- _Excerto_:
++++++

Na margem certa da vida, a esquerda.

Ventania

Na margem certa da vida, a esquerda.

origem

Como sempre tem sucedido até aqui, a micro-divulgação literária que está ao meu alcance é dedicada a alguém que não conheço pessoalmente e com quem pouco conversei. Como aconteceu também com a estreante desta singela rubrica, a minha querida Susana Nunes (que recentemente publicou em nome próprio um maravilhoso, como ela, livro de poesia, "Na Pele da Palavra", da In-Finita, parte da colecção Poiesis, com coordenação do João Dordio), com a convidada de hoje, a Sónia Correia, encontro empatias no meio das sílabas, dos espaços, das vírgulas. Creio adivinhar-lhe pensamentos, sentimentos, e há alguns paralelismos de personalidades e sensibilidades que nos tornam parte de um universo à parte.

A Sónia Correia partilha as coisas que lhe vão na alma em forma de palavras despejadas em cadência suave e constante, com uma elegância que lhe é característica. O talento da Sónia é grande e merece ser reconhecido, divulgado e acompanhado de perto

 

Descalça...

Descalça subiu no vento, procurava um propósito que não fosse o de ver os ponteiros do relógio correrem pelos números, a esgotar o tempo, tinha perdido a bagagem, ao seu redor deixou de sentir o calor dos tantos que a decepção sangrou em sulcos, passaram anos desde então.

Entre a morte do desespero e os escombros da vida partida de lágrimas, ácidas sem rumo, aceitou arrumar os despojos e guardou todos os sapatos de princesa, ficou sem chão, viu o castelo ruir, não foi feliz, ou foi, tantas vezes quantas acreditou nesse reinado que ainda hoje lhe lembra o lado dócil, o mesmo que detonou dentro dela a explosão e deixou vazios os baús.

Hoje anda descalça, faz anos que congemina o plano da ascensão, enquanto serve outros castelos no lugar de gata Borralheira que aceitou temporariamente resignada, barafusta sozinha mas aceitou que não há justiça em todas as coisas.

++++++

- _Tarefas_:
a: Diga se cada afirmação está de acordo com o excerto sobre a Sónia Correia e justifique com as palavras exatas do texto. (i) O autor conhece pessoalmente a Sónia Correia. (ii) "Na Pele da Palavra" é um livro de poesia. (iii) Em "Descalça...", a protagonista guardou os sapatos de princesa.
b: Prossiga o excerto sobre a Sónia Correia a partir da última frase, mantendo o tom e o estilo da prosa "Descalça...".

- _Dados registados_:
++++++

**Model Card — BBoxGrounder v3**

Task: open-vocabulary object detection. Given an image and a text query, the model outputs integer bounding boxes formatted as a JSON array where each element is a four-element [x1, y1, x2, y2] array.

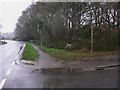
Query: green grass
[[40, 46, 117, 61], [23, 43, 38, 61]]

++++++

- _Respostas aos exercícios_:
a:
(i) Não: «é dedicada a alguém que não conheço pessoalmente e com quem pouco conversei».
(ii) Sim: «livro de poesia, "Na Pele da Palavra"».
(iii) Sim: «guardou todos os sapatos de princesa».

b:
Não morreu, pelo contrário, os olhos dela vêem beleza onde nunca antes a encontrara, a simplicidade humilde educou-a no caminho mais íngreme e em segredo tem traçado um lugar no mundo que esboça nas nuvens e cumpre em segredo.

Não é mais a mesma, nunca mais o será e ainda assim, mesmo descalça, sem palácio ou carruagens pomposas, hoje é mais ela do que alguma vez fora, sorri por tudo e por nada.

A diferença está no fazer acontecer porque descalças são tantas as almas que vagueiam sem força para transformar as abandonadas muralhas em libertação... Ela, enquanto respirar terá sonhos, mares para aconchego, praias extensas de esperança, estrelas que lhe brilhem os olhos e obstinada mesmo que sozinha, caminhará descalça em busca da luz.

E um dia, num livro, caderno ou bloco, ficará gravado para espanto dos que a deixaram na distância e silêncio, que nela perderam a fé, que a não acompanharam no caminho descalço, que nem uma migalha lhe estenderam, para esses que no acaso a reconhecerem, será rainha do sentimento, reflexo da mudança e da libertação das amarras.

Para ela, e só para ela... Um dia governará o orgulho humilde do tanto erguido tão somente através de um coração leve, uma mente livre, a alma contente constantemente e o reflexo no espelho de um todo transparente.

Tudo o que quer depois é uma cadeira à beira mar, descalça de pés na areia, um caderno, um lápis... e tempo sem relógio para vos contar de todas as loucuras que lhe nascem e das histórias que fazem dela um sucesso ainda que seu.

Fechou os olhos no cansaço e adormeceu... A paz tapou-a e preparou-a para sonhar de novo... Chiuuuuuuu!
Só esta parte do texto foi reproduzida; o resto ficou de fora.